◆ **WRITTEN PROBLEM 1**: In the forum thread about the hunting seat, reproduce the passage from "## Timberman (Jan" to "I've ever seen.".
◆ **WRITTEN PROBLEM 2**: According to the forum thread about the hunting seat, about how long could Timberman sit still before having the seat?
◆ **WRITTEN PROBLEM 3**: Take the forum thread about the hunting seat further, picking up after its last sentence.

◆ **PROVIDED TEXT**:

------------------------

# OTG hunters, have you seen this?



## Timberman (Jan 10, 2005)

A friend of mine gave me this and I am amazed at it's simplicity and usefullness. It is very light with straps to go on your back it is wood construction so it is very quiet(no clanking) and the best thing is that I can sit still for 2 or 3 hours with this where before it was maybe 30 minutes. If you clean the leaves out around the tree you can also spin around in it silently and shoot 360 degrees. You can have it off your back and be hunting inside of 10 seconds silently. Notice I said silently many times.  

Maybe I'm behind but this is the first of this design I've ever seen.


----------



## Slug-Gunner (Jan 10, 2005)

*Similar to "Old Style" Picnic Chair*

It looks like it is very similar in design and construction to the old canvas cloth folding picnic chair, except with camo cloth and the front legs cut down and the rear legs cut off just below the pivot point. It wouldnt be that hard to make one yourself if you have any woodworking ability. You would simply cut and sew the camo material  before assembly and then put it on the wooden frame as you assemble it.

------------------------

(Dataset lines about object locations)
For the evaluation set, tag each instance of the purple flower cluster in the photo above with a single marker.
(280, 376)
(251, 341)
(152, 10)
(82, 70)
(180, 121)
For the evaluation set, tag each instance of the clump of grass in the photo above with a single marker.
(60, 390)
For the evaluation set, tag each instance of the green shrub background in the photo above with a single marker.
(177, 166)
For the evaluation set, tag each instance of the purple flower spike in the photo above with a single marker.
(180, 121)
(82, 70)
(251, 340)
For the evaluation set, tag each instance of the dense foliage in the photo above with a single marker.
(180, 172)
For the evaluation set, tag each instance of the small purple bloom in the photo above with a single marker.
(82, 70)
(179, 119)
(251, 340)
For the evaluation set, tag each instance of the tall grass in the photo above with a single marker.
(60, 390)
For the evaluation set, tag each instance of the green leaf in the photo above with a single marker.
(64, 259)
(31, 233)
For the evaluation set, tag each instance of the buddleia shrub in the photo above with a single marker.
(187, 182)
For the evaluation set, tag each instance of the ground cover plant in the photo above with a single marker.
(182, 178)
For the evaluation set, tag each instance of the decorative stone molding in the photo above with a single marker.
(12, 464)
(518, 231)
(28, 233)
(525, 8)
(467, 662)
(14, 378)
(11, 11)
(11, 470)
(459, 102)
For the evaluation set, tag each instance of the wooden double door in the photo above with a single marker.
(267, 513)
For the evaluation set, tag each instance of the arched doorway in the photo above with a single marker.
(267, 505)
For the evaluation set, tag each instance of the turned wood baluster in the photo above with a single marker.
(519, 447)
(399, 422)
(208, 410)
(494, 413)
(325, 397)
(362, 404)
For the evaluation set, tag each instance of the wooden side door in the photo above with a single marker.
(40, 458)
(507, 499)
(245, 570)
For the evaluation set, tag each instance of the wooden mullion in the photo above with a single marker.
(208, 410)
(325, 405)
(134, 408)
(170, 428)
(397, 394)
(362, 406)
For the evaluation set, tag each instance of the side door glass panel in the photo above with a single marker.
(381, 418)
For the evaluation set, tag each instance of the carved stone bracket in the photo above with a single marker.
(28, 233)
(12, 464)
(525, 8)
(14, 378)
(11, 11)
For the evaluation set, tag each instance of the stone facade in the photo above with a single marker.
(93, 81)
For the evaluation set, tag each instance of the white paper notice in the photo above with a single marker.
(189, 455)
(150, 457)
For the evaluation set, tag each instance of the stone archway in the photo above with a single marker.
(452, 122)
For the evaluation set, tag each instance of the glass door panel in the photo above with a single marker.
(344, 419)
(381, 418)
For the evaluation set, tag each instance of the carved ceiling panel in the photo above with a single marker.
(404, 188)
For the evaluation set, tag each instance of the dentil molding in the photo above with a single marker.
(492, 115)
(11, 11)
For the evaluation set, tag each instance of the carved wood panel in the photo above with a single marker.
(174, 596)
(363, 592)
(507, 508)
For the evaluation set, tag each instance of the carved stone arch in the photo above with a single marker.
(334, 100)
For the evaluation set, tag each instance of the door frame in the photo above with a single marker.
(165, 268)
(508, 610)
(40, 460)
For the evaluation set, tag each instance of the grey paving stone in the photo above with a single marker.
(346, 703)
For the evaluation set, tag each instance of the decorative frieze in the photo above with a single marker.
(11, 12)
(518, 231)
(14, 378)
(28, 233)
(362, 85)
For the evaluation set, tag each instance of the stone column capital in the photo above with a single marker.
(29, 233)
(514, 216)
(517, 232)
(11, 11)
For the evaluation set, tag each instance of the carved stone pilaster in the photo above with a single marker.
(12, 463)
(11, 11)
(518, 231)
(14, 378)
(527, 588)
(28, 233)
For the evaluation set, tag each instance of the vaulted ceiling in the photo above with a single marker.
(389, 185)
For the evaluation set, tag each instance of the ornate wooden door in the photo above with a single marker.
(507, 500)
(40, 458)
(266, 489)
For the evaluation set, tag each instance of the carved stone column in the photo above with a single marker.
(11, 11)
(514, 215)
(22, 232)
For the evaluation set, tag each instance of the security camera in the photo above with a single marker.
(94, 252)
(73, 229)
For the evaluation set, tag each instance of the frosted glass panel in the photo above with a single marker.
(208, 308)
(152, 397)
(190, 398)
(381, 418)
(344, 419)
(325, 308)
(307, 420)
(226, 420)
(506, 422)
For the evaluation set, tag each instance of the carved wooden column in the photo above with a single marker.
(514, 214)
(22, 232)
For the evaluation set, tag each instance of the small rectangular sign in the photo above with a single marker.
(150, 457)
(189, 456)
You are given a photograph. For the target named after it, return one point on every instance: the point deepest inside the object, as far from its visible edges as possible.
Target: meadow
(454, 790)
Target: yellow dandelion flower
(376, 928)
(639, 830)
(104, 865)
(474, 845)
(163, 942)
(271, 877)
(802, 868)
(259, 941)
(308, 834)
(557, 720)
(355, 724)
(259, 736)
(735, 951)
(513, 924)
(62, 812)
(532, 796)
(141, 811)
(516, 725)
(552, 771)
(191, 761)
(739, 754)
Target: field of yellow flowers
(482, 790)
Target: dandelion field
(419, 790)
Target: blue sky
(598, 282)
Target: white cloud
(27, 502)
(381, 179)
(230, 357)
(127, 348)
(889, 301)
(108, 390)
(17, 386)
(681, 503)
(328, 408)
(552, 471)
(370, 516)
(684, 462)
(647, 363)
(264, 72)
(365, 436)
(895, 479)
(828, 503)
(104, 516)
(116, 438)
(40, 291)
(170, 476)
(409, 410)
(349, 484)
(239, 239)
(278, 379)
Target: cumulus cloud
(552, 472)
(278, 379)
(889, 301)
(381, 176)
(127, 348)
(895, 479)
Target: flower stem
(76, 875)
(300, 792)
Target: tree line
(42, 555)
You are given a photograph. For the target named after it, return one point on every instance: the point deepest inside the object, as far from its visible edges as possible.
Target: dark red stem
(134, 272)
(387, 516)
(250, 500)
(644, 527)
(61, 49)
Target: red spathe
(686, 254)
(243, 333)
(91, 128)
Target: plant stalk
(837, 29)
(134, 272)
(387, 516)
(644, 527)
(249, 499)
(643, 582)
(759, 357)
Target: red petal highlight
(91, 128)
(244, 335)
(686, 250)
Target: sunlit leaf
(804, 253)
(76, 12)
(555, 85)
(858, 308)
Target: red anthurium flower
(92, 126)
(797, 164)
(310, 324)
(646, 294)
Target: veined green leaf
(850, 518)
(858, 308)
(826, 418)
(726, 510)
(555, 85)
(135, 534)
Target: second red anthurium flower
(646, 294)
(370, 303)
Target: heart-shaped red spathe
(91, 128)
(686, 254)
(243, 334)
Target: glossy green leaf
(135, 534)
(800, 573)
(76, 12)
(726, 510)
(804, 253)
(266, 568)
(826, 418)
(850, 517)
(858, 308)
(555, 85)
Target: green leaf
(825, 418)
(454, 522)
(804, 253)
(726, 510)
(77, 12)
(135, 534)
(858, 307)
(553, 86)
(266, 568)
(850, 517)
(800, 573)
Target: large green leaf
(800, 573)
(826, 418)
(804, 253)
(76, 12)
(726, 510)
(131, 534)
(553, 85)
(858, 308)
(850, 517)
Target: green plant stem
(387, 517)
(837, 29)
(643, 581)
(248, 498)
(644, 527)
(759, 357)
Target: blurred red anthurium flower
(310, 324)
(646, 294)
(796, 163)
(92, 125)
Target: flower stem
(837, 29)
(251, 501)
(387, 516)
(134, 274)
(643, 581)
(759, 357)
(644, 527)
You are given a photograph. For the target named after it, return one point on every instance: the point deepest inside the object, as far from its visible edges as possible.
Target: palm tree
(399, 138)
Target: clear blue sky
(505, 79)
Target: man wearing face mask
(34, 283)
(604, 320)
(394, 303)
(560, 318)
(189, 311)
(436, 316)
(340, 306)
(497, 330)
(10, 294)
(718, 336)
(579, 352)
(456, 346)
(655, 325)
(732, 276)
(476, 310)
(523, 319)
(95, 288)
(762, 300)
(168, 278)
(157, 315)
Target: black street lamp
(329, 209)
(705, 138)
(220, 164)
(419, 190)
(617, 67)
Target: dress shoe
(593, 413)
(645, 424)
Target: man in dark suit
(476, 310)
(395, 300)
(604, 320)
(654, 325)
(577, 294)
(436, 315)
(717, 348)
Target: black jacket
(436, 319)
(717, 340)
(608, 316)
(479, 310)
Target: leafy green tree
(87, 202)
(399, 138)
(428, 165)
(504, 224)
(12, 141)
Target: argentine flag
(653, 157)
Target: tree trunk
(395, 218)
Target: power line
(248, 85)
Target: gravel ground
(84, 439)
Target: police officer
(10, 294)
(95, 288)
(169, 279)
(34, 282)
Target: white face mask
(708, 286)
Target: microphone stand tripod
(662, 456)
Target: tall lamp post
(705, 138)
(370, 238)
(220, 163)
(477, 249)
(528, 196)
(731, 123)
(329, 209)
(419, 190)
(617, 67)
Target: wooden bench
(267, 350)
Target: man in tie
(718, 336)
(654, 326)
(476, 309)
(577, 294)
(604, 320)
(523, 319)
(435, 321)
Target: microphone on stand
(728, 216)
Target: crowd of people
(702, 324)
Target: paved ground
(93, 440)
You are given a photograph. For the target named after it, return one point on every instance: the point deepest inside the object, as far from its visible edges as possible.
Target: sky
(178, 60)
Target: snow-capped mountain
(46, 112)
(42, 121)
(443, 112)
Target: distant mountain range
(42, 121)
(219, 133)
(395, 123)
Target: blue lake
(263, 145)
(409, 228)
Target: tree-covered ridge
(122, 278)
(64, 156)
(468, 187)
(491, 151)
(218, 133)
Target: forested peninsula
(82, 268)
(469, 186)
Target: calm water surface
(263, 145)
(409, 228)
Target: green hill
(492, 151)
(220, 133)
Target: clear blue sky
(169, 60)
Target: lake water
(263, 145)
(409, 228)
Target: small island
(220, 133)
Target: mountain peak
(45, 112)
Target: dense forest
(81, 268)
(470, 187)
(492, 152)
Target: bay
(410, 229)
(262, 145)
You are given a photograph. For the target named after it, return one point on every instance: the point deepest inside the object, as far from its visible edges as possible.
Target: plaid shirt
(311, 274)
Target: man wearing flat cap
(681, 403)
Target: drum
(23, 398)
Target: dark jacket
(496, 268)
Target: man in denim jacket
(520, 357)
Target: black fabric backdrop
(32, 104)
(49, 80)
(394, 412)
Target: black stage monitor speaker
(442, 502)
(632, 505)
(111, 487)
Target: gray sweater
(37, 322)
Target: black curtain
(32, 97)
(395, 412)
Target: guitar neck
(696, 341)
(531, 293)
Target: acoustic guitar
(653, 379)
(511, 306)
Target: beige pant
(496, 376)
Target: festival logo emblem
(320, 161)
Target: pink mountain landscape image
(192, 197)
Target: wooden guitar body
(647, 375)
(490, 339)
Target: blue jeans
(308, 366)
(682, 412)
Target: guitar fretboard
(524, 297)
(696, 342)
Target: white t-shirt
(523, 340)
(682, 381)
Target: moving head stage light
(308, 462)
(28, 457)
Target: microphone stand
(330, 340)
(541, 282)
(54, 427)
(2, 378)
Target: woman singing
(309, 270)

------------------------

◆ **WRITTEN RESPONSE 1**:
## Timberman (Jan 10, 2005)

A friend of mine gave me this and I am amazed at it's simplicity and usefullness. It is very light with straps to go on your back it is wood construction so it is very quiet(no clanking) and the best thing is that I can sit still for 2 or 3 hours with this where before it was maybe 30 minutes. If you clean the leaves out around the tree you can also spin around in it silently and shoot 360 degrees. You can have it off your back and be hunting inside of 10 seconds silently. Notice I said silently many times.  

Maybe I'm behind but this is the first of this design I've ever seen.

◆ **WRITTEN RESPONSE 2**: Maybe 30 minutes.

◆ **WRITTEN RESPONSE 3**:
For someone MY SIZE (about like Jeff Young), you'd have to use 2"x2"s for the legs though. I might try to make a prototype before next season and see how it works.


----------



## Steven Farr (Jan 11, 2005)

That looks ideal Timber.  I do believe I will make one before next season.


----------



## beginnersluck (Jan 11, 2005)

I'm sure if you made a few, you could sell them on here.  I'd like to have one!


----------



## Handgunner (Jan 11, 2005)

Sluggunner, I with you and Jeff.  No WAY could I sit on that silently. *LOL*


----------



## QuakerBoy (Jan 11, 2005)

delt...I could make ya one outta 6x6 stock


----------



## Handgunner (Jan 11, 2005)

Keep it up, Rich.  You're coming to "my town" in about a month or so.. I'll show you the proper way to use 6x6 stock...


----------



## Mechanicaldawg (Jan 11, 2005)

The setting would be silent!

However, the crash that would follow shortly thereafter would be right noisy!

Good design though for smaller folks.

I do plan on working on some sort of folding stool before next bow season. The guy in the OTG article in GON has a good idea. This is another good idea. Maybe between all the ideas we come up with we can get one put together us fatboys?!?! :


----------



## QuakerBoy (Jan 11, 2005)

hey....who did that?

JT?  Jeff??  Woody??

that's not funny


----------



## Timberman (Jan 11, 2005)

*Smaller folks?*

I'm 220 and didn't hurt it. Yall must be big.


----------



## QuakerBoy (Jan 11, 2005)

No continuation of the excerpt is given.